Rewrite the material from the line with "Locate the underwater" up to and including the line with "138, 339, 166, 363", and give only those lines. Keep every request and its format sample unchanged, but multiply each bounding-box coordinate in the answers by 1.2, rounding to whole numbers with halves rounded up.

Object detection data
▼

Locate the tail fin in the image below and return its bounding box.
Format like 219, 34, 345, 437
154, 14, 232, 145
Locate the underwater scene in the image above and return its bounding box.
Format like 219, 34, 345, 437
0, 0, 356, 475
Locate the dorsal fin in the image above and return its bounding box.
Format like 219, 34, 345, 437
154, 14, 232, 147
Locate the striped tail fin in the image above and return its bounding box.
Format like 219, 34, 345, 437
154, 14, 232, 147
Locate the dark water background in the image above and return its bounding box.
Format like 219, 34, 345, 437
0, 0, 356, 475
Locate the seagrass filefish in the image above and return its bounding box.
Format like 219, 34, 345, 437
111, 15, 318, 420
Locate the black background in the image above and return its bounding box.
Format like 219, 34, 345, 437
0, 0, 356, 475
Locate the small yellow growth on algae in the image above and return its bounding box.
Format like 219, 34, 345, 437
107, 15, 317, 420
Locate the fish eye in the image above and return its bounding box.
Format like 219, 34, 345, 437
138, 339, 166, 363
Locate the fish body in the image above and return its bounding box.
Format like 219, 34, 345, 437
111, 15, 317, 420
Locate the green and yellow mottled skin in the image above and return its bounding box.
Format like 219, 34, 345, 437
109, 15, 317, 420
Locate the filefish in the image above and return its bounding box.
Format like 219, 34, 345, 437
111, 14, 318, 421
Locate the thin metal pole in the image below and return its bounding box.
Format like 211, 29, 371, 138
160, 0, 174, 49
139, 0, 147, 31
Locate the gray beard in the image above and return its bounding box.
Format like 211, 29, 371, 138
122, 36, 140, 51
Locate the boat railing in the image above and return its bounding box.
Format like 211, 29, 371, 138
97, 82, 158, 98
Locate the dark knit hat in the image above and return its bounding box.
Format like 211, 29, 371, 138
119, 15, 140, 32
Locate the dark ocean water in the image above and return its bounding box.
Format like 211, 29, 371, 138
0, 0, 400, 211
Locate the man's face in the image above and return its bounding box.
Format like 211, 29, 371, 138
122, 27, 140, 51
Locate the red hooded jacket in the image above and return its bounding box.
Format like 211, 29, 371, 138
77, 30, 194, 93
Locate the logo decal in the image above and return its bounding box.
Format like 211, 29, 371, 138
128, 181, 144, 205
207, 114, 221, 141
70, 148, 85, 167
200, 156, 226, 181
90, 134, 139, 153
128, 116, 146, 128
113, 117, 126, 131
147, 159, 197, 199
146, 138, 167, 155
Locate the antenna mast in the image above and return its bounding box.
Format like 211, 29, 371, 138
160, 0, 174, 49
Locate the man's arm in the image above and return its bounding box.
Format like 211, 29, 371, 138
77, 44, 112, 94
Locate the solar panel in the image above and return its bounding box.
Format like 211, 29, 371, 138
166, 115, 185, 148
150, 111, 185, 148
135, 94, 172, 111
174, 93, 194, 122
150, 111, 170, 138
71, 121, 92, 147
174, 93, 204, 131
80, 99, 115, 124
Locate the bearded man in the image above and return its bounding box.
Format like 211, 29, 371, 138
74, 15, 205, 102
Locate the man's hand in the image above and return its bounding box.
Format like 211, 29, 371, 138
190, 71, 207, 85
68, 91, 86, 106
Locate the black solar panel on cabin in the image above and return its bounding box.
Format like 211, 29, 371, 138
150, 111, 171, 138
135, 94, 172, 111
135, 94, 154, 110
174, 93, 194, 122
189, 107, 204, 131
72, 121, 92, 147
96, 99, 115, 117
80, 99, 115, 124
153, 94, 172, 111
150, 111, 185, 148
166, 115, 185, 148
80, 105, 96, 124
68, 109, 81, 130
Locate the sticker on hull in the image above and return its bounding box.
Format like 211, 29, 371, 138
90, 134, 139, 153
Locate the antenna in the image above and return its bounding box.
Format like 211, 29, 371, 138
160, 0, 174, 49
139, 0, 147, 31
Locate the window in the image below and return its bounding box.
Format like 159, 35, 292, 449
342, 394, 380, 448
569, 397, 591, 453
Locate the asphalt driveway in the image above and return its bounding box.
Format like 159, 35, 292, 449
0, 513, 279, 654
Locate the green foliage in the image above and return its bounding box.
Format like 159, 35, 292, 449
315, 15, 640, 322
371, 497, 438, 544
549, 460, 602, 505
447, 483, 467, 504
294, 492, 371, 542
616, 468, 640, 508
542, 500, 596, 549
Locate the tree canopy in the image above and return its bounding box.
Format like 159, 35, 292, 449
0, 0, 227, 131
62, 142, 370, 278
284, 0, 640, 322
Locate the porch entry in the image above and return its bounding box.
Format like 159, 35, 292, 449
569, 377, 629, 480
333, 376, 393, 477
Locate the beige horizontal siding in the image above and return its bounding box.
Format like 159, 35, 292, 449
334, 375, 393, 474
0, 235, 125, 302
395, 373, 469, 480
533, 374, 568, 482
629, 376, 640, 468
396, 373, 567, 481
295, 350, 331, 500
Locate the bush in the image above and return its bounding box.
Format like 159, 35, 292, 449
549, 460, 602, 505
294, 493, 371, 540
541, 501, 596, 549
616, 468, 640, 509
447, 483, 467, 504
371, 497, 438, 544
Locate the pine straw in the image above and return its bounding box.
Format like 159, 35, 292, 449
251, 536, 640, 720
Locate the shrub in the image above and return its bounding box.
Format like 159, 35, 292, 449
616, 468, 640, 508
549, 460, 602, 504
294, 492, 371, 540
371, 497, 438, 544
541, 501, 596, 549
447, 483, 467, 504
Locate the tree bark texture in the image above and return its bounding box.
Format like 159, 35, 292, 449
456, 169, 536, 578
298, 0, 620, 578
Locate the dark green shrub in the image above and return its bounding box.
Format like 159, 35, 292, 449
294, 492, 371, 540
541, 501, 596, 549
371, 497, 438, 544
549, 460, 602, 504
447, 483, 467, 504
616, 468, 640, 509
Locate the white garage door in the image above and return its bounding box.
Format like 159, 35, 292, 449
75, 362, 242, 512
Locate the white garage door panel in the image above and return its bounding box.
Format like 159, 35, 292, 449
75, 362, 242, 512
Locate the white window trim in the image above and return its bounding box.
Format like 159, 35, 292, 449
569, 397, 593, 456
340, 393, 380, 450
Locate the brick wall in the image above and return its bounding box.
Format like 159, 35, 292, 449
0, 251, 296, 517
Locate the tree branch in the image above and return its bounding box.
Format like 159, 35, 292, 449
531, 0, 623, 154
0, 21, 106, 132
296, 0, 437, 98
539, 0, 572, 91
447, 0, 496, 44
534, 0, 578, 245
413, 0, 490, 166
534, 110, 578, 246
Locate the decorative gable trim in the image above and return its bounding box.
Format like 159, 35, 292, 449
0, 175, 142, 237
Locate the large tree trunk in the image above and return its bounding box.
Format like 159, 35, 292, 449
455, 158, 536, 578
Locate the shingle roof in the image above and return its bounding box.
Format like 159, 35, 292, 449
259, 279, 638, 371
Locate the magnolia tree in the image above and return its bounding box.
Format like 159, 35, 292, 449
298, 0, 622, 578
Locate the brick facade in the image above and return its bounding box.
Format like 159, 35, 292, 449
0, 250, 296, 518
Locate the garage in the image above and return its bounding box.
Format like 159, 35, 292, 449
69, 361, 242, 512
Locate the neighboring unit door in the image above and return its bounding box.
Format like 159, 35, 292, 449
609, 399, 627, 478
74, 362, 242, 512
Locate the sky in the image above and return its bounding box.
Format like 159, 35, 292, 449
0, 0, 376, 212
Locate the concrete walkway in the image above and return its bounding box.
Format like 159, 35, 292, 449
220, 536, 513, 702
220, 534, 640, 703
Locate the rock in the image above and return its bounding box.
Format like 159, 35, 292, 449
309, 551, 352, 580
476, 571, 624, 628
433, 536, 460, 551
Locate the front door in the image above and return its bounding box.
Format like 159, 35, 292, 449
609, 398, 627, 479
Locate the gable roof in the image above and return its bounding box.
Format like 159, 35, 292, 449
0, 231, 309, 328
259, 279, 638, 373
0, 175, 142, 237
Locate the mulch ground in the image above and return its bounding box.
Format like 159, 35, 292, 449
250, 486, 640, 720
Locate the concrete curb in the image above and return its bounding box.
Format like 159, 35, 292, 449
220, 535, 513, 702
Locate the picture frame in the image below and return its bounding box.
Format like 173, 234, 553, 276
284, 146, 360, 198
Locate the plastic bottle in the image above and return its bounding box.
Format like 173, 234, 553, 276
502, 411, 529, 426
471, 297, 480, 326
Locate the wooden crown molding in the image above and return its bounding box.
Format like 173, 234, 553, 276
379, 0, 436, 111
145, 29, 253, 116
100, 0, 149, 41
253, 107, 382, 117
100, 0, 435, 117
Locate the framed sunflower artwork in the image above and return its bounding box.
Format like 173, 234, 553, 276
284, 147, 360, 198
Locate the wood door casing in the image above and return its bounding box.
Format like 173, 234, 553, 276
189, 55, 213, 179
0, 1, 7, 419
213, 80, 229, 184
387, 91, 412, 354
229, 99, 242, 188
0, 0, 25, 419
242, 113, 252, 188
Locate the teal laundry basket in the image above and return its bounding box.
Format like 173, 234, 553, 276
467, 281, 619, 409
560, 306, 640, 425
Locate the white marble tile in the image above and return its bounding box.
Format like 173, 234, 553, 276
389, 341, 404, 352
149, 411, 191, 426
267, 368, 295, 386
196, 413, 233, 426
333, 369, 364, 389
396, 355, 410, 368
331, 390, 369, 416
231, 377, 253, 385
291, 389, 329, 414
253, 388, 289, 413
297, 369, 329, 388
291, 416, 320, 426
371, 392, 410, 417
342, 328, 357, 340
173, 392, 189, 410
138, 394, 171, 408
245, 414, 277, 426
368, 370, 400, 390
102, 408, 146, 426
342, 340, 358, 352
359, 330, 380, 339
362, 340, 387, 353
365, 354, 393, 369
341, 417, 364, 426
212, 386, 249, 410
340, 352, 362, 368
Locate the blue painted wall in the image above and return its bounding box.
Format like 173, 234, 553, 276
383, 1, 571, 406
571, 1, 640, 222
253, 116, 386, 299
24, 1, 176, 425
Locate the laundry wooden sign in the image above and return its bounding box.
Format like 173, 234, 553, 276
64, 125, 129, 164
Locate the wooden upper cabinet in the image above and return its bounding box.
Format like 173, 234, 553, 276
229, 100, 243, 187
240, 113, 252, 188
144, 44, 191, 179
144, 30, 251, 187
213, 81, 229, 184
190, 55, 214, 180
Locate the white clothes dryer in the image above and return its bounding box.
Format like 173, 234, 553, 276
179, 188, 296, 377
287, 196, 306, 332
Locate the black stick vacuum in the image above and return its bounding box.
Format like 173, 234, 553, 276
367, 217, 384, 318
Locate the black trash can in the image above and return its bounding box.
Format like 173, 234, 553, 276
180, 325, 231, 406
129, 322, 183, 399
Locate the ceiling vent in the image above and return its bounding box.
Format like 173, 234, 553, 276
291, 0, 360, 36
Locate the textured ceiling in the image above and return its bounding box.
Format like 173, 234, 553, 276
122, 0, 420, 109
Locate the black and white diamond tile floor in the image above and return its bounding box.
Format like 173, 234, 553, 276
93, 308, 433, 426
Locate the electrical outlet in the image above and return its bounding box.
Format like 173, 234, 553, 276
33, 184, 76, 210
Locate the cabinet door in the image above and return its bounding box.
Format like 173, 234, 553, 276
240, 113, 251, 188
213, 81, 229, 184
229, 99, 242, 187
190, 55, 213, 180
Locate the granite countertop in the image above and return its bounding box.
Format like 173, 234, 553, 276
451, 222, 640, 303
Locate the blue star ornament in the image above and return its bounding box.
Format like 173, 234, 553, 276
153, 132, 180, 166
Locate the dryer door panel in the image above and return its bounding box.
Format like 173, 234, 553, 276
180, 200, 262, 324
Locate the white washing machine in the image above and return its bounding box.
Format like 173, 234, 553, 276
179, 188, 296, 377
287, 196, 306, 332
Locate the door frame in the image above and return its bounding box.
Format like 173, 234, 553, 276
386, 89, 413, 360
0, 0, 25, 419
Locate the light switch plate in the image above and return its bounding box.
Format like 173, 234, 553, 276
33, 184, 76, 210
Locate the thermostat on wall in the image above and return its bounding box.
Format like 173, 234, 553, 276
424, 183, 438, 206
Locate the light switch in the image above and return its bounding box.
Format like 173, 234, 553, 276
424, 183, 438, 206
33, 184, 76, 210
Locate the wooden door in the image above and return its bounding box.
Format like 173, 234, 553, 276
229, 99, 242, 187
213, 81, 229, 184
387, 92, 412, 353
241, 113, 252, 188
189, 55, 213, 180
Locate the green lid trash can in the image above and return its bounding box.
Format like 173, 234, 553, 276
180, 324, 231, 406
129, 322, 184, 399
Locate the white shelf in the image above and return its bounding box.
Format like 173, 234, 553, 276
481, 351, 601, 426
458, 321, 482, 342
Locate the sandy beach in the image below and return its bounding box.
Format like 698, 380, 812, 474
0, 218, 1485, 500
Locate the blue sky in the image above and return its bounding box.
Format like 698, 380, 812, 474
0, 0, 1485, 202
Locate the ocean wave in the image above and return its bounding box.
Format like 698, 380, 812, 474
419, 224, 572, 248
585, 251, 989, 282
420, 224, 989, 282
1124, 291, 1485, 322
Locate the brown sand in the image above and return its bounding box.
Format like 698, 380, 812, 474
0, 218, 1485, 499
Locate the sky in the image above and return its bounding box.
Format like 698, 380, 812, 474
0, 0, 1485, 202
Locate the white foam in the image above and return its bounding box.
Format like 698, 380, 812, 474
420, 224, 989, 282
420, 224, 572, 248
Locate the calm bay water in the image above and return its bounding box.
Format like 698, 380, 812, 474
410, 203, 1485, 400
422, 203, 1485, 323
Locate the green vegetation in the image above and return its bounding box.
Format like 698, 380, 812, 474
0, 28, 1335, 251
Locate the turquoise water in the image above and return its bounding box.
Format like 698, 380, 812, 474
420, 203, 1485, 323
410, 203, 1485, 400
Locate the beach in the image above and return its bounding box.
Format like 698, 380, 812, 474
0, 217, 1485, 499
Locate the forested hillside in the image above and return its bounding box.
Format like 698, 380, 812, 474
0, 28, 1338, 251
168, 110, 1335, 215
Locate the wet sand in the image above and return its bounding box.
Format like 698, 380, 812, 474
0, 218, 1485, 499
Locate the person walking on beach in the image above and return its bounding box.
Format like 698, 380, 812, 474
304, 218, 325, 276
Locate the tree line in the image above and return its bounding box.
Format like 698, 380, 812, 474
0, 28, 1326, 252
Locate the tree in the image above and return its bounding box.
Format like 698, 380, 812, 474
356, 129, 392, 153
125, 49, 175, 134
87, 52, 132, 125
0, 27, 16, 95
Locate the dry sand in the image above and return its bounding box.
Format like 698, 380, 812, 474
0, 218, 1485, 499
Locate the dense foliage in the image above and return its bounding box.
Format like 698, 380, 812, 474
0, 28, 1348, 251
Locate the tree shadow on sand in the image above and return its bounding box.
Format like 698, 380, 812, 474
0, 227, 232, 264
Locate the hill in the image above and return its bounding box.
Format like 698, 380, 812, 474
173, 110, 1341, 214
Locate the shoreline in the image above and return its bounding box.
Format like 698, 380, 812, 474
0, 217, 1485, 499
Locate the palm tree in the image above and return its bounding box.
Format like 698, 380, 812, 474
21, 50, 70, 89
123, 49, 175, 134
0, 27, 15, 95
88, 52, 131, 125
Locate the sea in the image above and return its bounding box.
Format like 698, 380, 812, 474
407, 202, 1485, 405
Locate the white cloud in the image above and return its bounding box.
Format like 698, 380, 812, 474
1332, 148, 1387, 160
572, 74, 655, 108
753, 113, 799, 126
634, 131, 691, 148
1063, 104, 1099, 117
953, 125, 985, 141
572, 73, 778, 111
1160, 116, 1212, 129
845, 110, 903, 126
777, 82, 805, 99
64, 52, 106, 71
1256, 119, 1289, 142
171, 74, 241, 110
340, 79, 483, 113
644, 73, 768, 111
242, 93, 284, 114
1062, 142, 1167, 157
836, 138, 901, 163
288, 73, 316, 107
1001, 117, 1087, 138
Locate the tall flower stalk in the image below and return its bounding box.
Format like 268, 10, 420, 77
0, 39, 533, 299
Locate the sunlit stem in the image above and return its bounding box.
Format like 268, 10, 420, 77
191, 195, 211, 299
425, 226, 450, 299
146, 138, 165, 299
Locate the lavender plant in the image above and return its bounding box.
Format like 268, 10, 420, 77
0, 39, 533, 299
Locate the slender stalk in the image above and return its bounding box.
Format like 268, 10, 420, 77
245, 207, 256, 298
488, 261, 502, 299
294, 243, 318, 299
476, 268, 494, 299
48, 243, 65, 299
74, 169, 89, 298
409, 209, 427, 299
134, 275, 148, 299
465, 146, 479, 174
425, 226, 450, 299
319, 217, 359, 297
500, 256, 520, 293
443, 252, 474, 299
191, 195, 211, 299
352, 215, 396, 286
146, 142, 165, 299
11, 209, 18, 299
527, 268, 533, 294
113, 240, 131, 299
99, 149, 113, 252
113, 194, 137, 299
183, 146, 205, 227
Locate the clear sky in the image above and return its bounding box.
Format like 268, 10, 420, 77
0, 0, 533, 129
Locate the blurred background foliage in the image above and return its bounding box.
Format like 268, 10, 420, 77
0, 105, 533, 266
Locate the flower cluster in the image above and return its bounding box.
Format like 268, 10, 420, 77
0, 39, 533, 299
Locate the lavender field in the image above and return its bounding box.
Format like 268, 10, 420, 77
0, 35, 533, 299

▲

Result of this exercise:
Locate the underwater scene in the image above and return its bounding box.
Format like 219, 34, 345, 437
0, 0, 427, 570
Locate the dorsal fin in the image above and return its bounding box.
Format like 219, 34, 345, 437
185, 17, 278, 176
Locate the striped tail fin in the image above and return its bounding box.
Format like 219, 34, 345, 437
185, 17, 278, 176
Locate the dark water background in the image above and return its bounding box.
Format like 219, 34, 345, 437
0, 0, 427, 570
Locate the seagrass filefish in the image above and return its bounding box.
Format like 219, 34, 345, 437
133, 18, 382, 504
Locate the black background in the image above and return its bounding box.
Format like 219, 34, 345, 437
0, 0, 427, 570
Locate the small yellow growth on algae in the image above and return its bounding box.
Format like 219, 34, 345, 437
128, 18, 380, 504
Locate the fish eye in the image above and return its bounding box.
Format like 219, 34, 345, 437
166, 407, 199, 436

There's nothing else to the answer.